Extract to read

— START —

Tuesday, January 20, 2015

Obama chooses income equality as next battleground

Obama chooses income equality as next battleground


[WASHINGTON] US President Barack Obama can claim credit for bringing the economy back from the edge of catastrophe.
But on Tuesday he turned his focus to a glaring failure of the recovery: While the wealthy are now wealthier than ever, the average American has not seen any rebound in his wages since the 2008 crisis.
In his annual State of the Union address, Obama vowed to take on rising income equality, two months after frustrated voters dealt his Democratic Party a resounding defeat in Congressional elections.
Obama called for higher taxes on the very rich, more tax breaks for middle class families, an increase in the minimum wage and better workplace benefits to strengthen household incomes.


Touting a new "middle class economics for the 21st century", he demanded: "Will we accept an economy where only a few of us do spectacularly well, or will we commit ourselves to an economy that generates rising incomes and chances for everyone who makes the effort?" The issue has long been on the boil. The rebound from the 2008 to 2009 recession has put the United States at the forefront of all major economies.
Last year job creation was the strongest since 1999, and the unemployment rate fell to 5.6 percent, enviable within the G20 group of leading economies.
And yet tens of millions of Americans still need soup kitchens and social handouts to survive.
Workers in fast food chains and huge retailers like Walmart are increasingly taking to the streets to protest bottom-level pay that forces them to work two jobs to make ends meet.
In theory, American workers should be able to demand more money. But the reality is that paychecks have barely risen. In constant dollars the average hourly salary today is barely higher than that of 1964.
Meanwhile, the ultra-rich have steadily accumulated wealth. At the end of the 1970s, the top 0.1 per cent of Americans controlled seven percent of the country's wealth. Today they control 22 per cent.
The racial divide is equally stark: white families are on average 14 to 15 times wealthier than blacks and Latinos.
"The fruits of the economic recovery unreasonably go to the very rich in the United States," said economist Justin Wolfers of Peterson Institute for International Economics.
It "is not just the poor getting clobbered; it's the very rich doing extremely well." Economists say that the low jobless rate hides the fact that millions of working age Americans have given up seeking jobs, and won't return unless they can get higher pay.
Until they do, there will not be the tight supply of workers needed to force wages up.
"Unemployment is definitely lower now, but that's largely a part of the fact that a lot of people have left the labor force," said economist Ben Zipperer of the Washington Center for Equitable Growth.

— END —

Excerpted records
— START —

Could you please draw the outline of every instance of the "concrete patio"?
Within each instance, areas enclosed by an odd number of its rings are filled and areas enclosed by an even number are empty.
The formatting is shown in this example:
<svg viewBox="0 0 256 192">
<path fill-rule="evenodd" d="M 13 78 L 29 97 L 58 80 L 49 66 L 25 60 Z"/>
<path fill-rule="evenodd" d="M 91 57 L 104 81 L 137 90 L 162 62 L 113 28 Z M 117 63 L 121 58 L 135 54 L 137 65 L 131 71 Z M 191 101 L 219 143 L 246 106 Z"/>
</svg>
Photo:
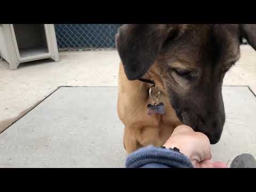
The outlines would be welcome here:
<svg viewBox="0 0 256 192">
<path fill-rule="evenodd" d="M 117 52 L 62 52 L 60 59 L 17 71 L 0 61 L 0 132 L 33 109 L 0 134 L 0 167 L 123 167 Z M 227 163 L 240 153 L 256 156 L 256 52 L 251 47 L 242 47 L 225 85 L 227 122 L 213 149 L 214 159 Z"/>
</svg>

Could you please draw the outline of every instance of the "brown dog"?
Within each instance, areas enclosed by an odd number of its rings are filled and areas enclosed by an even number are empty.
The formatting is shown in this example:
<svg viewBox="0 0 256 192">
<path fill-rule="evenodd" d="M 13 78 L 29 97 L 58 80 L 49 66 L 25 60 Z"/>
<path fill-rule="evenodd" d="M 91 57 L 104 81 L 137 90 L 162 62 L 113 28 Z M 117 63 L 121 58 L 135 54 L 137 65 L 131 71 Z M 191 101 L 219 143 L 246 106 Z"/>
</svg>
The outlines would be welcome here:
<svg viewBox="0 0 256 192">
<path fill-rule="evenodd" d="M 220 139 L 225 123 L 222 95 L 227 71 L 240 58 L 243 37 L 256 49 L 256 25 L 128 24 L 116 45 L 122 60 L 118 111 L 128 153 L 161 146 L 185 124 Z M 162 91 L 166 114 L 148 115 L 151 85 Z"/>
</svg>

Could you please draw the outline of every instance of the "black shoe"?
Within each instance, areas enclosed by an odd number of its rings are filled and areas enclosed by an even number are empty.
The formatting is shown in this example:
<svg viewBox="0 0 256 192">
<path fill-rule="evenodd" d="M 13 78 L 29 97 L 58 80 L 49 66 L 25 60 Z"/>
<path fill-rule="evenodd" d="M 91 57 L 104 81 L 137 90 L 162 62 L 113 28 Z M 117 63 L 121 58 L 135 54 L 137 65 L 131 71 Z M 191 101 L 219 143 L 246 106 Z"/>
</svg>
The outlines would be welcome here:
<svg viewBox="0 0 256 192">
<path fill-rule="evenodd" d="M 230 168 L 256 168 L 256 161 L 251 155 L 243 154 L 233 160 Z"/>
</svg>

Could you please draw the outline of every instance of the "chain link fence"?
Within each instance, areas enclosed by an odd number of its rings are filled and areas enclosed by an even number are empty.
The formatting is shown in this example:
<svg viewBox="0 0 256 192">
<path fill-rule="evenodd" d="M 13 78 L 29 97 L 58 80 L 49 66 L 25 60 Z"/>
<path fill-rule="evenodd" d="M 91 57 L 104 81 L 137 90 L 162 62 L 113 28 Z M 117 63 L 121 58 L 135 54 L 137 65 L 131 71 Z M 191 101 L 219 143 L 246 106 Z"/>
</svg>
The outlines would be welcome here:
<svg viewBox="0 0 256 192">
<path fill-rule="evenodd" d="M 60 51 L 115 48 L 115 35 L 122 24 L 55 24 Z"/>
</svg>

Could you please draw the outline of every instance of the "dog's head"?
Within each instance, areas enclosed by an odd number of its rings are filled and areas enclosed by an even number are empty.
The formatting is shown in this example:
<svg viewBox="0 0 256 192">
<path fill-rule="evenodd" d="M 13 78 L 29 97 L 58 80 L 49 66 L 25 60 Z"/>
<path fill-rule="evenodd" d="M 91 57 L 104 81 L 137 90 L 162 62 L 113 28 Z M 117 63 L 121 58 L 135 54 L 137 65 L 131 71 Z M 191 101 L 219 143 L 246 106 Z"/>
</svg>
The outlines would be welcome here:
<svg viewBox="0 0 256 192">
<path fill-rule="evenodd" d="M 127 24 L 116 44 L 128 79 L 156 65 L 179 118 L 215 144 L 225 123 L 223 80 L 242 37 L 255 49 L 256 25 Z"/>
</svg>

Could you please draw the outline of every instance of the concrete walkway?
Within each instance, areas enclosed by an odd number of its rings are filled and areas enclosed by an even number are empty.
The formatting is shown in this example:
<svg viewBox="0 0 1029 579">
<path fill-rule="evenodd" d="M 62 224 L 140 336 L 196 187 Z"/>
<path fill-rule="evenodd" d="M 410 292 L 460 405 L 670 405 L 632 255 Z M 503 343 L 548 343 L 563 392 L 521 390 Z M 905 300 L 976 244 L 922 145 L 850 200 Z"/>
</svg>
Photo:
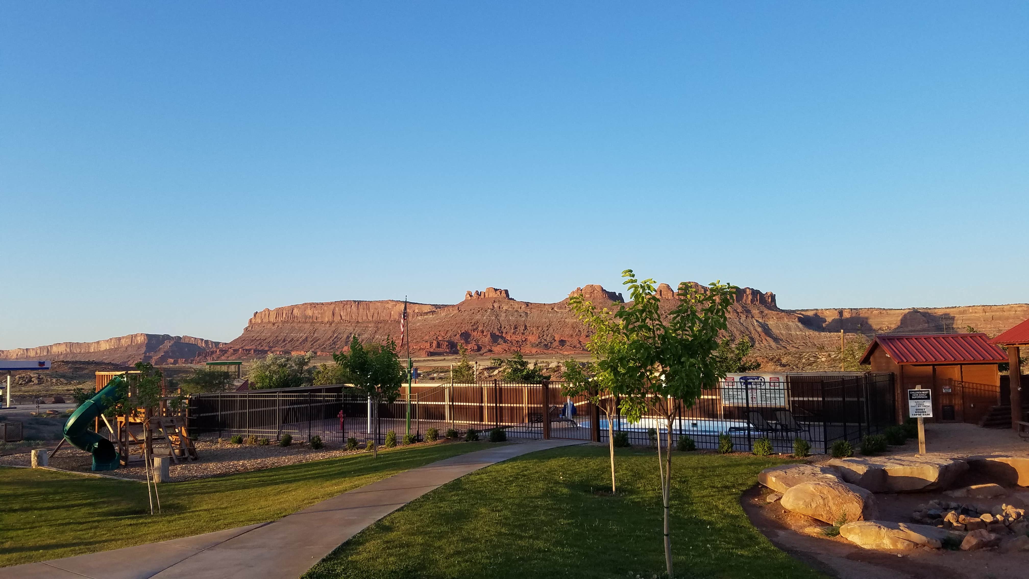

— END —

Goal 1
Rewrite the part of the income equality article that begins at the words "Workers in fast" and stops after "make ends meet.", swapping "two jobs" for "three jobs".
Goal 2
Check each statement against the income equality article and answer yes or no, quoting the words that decide it: (a) Last year the US unemployment rate fell to 5.6 percent. (b) At the end of the 1970s, the top 0.1 percent of Americans controlled 22 percent of the country's wealth. (c) Justin Wolfers is an economist at the Peterson Institute for International Economics.

Problem solution 1
Workers in fast food chains and huge retailers like Walmart are increasingly taking to the streets to protest bottom-level pay that forces them to work three jobs to make ends meet.

Problem solution 2
(a) Yes: "the unemployment rate fell to 5.6 percent"
(b) No: "At the end of the 1970s, the top 0.1 per cent of Americans controlled seven percent of the country's wealth."
(c) Yes: "said economist Justin Wolfers of Peterson Institute for International Economics"